Tarefa proposta A:
No texto sobre a imprensa e a Previdência, a que horas os seguranças começam a organizar as pessoas por hora marcada?
Tarefa proposta B:
Transcreva do texto sobre a imprensa e a Previdência o trecho entre "Crônica da Previdência" e "a gracejar dela.", incluindo os dois.
Tarefa proposta C:
Leve adiante o texto sobre a imprensa e a Previdência, começando logo depois da última frase.
───── Trecho selecionado ─────
O problema é que a grande imprensa brasileira, avessa a críticas, não quer saber da palavra "controle" - como se ela fosse um sinônimo perfeito de ditadura - mas só quando ela está potencialmente submetido a ele. A mídia, que se autodeclara guardiã exclusiva da democracia, não se permite ser fiscalizada, controlada, punida, como se esquecesse que o Estado de Direitos também é o de Deveres. Não se dá conta que ela mesma estimula, deste modo, ditames autoritáros, pois no regime que a imprensa pode tudo, estamos diante de uma ditadura informativa, a pior de todas as ameaças contra a democracia.

segunda-feira, 18 de janeiro de 2010

Crônica da Previdência

O Instituto Nacional de Seguro Social (INSS) é a encarnação de um Estado sádico. O segurado chega em uma de suas agências para um infame teste de paciência e tolerância, espécie de tortura chinesa baseada num perverso processo burocrático, que dilacera a autoestima e esperança de um povo já sofrido e esquecido. Enquanto isso, seus representantes, funcionários embrutecidos pela incapacidade de serem mais do que operadores, às vezes preguiçosos e incompetentes, de um sistema falido, já são indiferentes ao grave desrespeito à cidadania, e chegam a gracejar dela.

As respostas, as explicações são sádicas, mas sobretudo as circunstâncias cotidianas e o ambiente onde elas se configuram... Às 6h30, já se formam filas do lado de fora da agência. Seguranças, ao mesmo tempo rudes e gentis, começam, às 7h, a organizar as pessoas por hora marcada: fila para quem tem perícia às 8h, às 9h, 10h, e assim em diante, não necessariamente nessa mesma ordem. Uma vez dentro da agência, é enfrentar nova fila, com carteira de identidade em mãos, para adquirir uma senha e depois esperar, valendo-se de orações fortes, o tempo do Instituto ser condescendente, sua senha ser elegida entre centenas aleatoriamente selecionadas,  e finalmente ser encaminhado à antessala de espera para realização da avaliação do médico-perito.
───── Dados ─────
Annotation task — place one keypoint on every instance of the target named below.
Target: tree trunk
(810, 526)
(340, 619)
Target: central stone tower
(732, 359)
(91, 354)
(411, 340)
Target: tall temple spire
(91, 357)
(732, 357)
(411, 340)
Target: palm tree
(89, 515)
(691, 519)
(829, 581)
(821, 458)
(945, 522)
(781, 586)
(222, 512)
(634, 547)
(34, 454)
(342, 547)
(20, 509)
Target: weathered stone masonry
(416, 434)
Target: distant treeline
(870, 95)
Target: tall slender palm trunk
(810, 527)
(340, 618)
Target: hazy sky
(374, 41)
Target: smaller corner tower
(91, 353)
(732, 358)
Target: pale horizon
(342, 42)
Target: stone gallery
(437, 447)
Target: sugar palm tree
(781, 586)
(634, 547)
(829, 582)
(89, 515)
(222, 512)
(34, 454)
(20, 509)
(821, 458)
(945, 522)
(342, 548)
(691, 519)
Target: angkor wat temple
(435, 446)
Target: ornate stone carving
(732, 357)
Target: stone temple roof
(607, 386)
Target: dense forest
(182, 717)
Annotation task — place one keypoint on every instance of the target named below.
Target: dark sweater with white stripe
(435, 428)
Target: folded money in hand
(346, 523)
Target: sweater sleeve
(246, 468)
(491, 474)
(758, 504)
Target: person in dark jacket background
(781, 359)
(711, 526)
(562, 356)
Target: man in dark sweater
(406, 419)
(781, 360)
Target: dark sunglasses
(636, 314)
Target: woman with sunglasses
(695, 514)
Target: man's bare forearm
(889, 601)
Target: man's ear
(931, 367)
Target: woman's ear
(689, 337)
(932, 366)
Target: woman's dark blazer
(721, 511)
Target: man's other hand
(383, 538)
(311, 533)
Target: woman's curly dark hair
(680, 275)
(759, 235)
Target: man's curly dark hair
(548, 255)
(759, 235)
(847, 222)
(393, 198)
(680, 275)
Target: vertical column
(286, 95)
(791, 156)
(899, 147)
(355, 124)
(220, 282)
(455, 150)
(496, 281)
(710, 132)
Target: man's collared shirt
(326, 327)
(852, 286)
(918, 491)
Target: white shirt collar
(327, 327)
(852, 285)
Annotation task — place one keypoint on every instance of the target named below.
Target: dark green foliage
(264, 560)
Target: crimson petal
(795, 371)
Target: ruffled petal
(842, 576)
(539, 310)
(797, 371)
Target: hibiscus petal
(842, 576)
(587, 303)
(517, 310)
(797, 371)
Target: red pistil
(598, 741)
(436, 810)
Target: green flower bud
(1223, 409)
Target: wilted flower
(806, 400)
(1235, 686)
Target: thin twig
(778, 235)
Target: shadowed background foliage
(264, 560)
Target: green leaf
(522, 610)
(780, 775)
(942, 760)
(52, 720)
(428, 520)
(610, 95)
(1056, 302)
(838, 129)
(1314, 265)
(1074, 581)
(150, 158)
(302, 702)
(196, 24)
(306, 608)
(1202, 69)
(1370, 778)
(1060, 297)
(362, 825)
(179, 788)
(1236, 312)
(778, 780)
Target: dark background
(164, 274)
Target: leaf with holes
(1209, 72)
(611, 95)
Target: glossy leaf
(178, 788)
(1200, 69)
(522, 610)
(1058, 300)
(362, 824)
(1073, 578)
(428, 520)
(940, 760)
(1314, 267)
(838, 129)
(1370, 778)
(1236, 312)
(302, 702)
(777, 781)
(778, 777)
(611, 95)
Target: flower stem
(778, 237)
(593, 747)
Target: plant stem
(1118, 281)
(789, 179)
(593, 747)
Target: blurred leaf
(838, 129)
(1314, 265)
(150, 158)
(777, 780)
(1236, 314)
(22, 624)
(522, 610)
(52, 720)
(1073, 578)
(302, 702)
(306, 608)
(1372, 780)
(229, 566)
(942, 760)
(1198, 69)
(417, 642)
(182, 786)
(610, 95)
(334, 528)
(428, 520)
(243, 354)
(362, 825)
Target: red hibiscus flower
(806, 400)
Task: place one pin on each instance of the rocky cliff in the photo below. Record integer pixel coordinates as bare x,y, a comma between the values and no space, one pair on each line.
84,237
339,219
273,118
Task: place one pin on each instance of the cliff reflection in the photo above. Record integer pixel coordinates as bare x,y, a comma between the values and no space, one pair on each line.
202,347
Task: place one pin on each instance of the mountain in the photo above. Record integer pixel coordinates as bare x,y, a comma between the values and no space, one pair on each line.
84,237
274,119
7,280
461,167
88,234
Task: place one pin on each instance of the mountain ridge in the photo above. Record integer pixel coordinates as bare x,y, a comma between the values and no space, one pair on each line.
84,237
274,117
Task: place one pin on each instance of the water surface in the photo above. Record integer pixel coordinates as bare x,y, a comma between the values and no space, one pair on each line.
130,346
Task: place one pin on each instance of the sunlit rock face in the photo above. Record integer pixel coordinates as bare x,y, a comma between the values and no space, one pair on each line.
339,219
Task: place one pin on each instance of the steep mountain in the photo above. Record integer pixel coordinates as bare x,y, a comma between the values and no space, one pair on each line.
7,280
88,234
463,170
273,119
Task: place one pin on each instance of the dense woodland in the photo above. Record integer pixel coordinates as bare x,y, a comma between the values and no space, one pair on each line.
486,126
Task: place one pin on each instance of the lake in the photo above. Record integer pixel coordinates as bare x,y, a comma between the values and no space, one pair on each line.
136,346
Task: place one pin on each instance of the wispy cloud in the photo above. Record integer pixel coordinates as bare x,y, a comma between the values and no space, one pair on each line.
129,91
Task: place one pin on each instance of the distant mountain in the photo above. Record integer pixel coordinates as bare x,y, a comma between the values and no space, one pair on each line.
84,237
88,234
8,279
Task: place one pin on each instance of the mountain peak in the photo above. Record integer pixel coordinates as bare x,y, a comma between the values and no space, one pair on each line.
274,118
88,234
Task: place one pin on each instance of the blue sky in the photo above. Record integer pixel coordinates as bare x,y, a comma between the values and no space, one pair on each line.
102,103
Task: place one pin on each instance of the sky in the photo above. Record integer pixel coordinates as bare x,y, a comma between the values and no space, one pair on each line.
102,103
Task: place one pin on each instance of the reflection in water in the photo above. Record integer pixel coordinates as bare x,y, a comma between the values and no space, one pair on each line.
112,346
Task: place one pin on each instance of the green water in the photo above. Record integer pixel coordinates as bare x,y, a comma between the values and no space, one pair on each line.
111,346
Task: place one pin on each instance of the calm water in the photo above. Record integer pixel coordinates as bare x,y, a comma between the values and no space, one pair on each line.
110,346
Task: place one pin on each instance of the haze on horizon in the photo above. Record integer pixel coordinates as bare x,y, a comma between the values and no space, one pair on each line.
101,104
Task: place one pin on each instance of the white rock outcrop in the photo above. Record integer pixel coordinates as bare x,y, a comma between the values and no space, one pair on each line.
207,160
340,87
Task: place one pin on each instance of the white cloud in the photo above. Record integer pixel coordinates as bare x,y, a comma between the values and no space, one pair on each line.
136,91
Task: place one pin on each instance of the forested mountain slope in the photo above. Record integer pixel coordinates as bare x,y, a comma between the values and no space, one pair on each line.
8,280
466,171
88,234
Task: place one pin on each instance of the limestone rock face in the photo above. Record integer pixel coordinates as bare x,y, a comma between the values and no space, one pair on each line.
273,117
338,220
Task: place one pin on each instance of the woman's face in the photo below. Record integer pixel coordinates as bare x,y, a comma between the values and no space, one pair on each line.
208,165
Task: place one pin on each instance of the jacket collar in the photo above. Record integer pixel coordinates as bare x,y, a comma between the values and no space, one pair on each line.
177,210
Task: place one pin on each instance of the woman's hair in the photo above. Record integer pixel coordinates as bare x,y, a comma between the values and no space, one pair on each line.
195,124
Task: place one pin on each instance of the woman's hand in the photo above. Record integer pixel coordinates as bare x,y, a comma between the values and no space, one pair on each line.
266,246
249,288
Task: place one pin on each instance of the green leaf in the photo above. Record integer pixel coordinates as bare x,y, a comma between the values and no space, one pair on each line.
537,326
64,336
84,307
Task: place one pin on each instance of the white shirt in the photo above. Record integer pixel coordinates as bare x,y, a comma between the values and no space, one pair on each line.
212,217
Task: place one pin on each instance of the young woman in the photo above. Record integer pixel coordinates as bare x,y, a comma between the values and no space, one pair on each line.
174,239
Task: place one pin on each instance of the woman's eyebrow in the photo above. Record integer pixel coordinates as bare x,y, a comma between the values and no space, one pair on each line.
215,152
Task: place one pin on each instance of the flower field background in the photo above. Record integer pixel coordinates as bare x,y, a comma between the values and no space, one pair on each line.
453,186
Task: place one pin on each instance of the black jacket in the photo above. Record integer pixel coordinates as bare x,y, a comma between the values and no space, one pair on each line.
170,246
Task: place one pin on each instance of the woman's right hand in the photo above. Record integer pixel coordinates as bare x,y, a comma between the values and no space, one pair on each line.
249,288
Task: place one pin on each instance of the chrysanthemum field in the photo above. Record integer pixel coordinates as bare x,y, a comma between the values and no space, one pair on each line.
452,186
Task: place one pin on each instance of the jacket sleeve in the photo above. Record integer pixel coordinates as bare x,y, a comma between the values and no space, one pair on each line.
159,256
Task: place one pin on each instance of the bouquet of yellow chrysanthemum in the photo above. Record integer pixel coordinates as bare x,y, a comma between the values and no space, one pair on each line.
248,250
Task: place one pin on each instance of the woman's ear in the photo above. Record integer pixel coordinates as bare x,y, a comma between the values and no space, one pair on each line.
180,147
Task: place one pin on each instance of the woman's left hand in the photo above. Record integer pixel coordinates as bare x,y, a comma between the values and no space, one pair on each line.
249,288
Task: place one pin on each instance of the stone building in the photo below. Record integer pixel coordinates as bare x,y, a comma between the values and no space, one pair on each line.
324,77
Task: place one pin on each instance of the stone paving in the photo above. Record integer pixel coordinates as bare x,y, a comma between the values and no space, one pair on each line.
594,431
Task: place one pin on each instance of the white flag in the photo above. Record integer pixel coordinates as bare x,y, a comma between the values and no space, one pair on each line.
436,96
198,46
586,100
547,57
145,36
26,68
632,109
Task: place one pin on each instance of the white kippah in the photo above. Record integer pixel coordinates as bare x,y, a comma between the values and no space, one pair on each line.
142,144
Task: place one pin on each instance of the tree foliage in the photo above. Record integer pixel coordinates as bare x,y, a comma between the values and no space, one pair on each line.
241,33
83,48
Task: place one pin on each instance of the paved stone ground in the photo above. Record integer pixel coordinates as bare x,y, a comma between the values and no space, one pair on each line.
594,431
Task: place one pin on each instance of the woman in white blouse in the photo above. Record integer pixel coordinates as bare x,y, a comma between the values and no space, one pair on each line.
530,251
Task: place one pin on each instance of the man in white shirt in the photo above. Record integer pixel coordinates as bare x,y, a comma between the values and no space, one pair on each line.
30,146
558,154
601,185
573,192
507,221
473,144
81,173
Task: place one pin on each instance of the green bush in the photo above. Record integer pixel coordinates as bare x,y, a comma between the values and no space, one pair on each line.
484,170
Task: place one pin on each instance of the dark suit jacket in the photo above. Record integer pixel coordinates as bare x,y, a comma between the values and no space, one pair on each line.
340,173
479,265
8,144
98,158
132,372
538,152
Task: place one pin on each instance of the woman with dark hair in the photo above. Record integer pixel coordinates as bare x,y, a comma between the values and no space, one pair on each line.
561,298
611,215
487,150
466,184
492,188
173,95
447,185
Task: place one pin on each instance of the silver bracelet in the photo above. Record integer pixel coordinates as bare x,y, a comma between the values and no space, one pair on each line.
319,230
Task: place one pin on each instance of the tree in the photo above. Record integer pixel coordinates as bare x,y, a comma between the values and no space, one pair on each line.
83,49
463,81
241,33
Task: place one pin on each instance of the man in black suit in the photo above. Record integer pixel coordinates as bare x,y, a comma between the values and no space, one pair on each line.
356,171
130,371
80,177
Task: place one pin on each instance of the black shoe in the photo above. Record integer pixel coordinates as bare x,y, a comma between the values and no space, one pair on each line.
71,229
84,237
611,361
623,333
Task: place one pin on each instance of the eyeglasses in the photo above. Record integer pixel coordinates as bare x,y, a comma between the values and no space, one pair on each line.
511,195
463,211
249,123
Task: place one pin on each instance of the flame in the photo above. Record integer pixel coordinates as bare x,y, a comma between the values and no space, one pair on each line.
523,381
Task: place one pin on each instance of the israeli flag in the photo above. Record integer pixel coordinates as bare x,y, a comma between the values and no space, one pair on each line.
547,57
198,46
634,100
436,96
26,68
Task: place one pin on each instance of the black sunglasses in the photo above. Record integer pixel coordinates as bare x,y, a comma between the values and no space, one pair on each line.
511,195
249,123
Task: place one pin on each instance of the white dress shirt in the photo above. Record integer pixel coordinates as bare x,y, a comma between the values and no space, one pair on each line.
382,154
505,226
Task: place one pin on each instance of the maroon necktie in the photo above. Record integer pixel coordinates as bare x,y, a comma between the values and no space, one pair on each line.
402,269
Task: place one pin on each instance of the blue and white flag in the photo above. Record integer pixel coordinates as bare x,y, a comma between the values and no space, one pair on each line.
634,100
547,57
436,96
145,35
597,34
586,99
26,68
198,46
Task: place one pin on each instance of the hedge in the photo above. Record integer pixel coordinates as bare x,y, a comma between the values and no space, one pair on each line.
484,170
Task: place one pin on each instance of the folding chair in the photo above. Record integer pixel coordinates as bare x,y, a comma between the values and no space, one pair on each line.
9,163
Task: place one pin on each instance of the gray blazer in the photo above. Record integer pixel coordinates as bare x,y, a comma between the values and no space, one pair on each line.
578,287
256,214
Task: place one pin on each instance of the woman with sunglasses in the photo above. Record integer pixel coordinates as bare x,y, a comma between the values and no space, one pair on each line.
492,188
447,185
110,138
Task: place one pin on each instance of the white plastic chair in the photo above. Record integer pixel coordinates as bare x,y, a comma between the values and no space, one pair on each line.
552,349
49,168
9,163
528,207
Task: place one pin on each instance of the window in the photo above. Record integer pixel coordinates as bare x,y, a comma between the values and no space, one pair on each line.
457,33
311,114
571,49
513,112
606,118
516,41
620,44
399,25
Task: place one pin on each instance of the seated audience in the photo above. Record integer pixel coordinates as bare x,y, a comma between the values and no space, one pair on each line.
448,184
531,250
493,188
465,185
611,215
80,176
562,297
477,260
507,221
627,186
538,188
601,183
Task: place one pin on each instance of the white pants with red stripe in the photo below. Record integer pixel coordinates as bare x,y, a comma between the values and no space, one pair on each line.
─────
Resposta do exercício A:
Às 7h.

Resposta do exercício B:
Crônica da Previdência

O Instituto Nacional de Seguro Social (INSS) é a encarnação de um Estado sádico. O segurado chega em uma de suas agências para um infame teste de paciência e tolerância, espécie de tortura chinesa baseada num perverso processo burocrático, que dilacera a autoestima e esperança de um povo já sofrido e esquecido. Enquanto isso, seus representantes, funcionários embrutecidos pela incapacidade de serem mais do que operadores, às vezes preguiçosos e incompetentes, de um sistema falido, já são indiferentes ao grave desrespeito à cidadania, e chegam a gracejar dela.

Resposta do exercício C:
Pois é, meu caro, a decadência do INSS é uma velha conhecida, mas experimente sofrer pessoalmente nas mãos desse grande sucessor do Marquês de Sade. O começo de 2010 reservou-me a vez de sentir na pele o sofrimento de milhões de compatriotas, com os quais jamais tivera compartilhado verazmente de tamanha humilhação, ainda que, como repórter, já a tivesse registrado, infelizmente com versos jornalísticos frios.

No momento que escrevo esse texto sem graça, o pior para mim passou, embora saiba que milhares de cidadãos vilipendiados ainda "vegetam"  à espera da bendita ou maldita perícia. Depois de três tentativas frustradas, ou por falta de médicos ou por "quedas" do sistema, finalmente fui avaliado por um perito no último dia 14, passados 38 dias, desde quando a empresa me afastou do trabalho por conta de uma lesão no dedinho da mão direita. Fui agraciado por boas orientações de terceiros e tive a sorte de poder me dirigir à superintendência baiana do Instituto, no Comércio, e pedir à chefe-geral do setor de perícia do Estado a realização imediata de minha avaliação médica. Só assim consegui adiantar a perícia, já marcada para o próximo dia 19 de fevereiro, quando eu iria completar mais de dois meses sem receber um tostão furado.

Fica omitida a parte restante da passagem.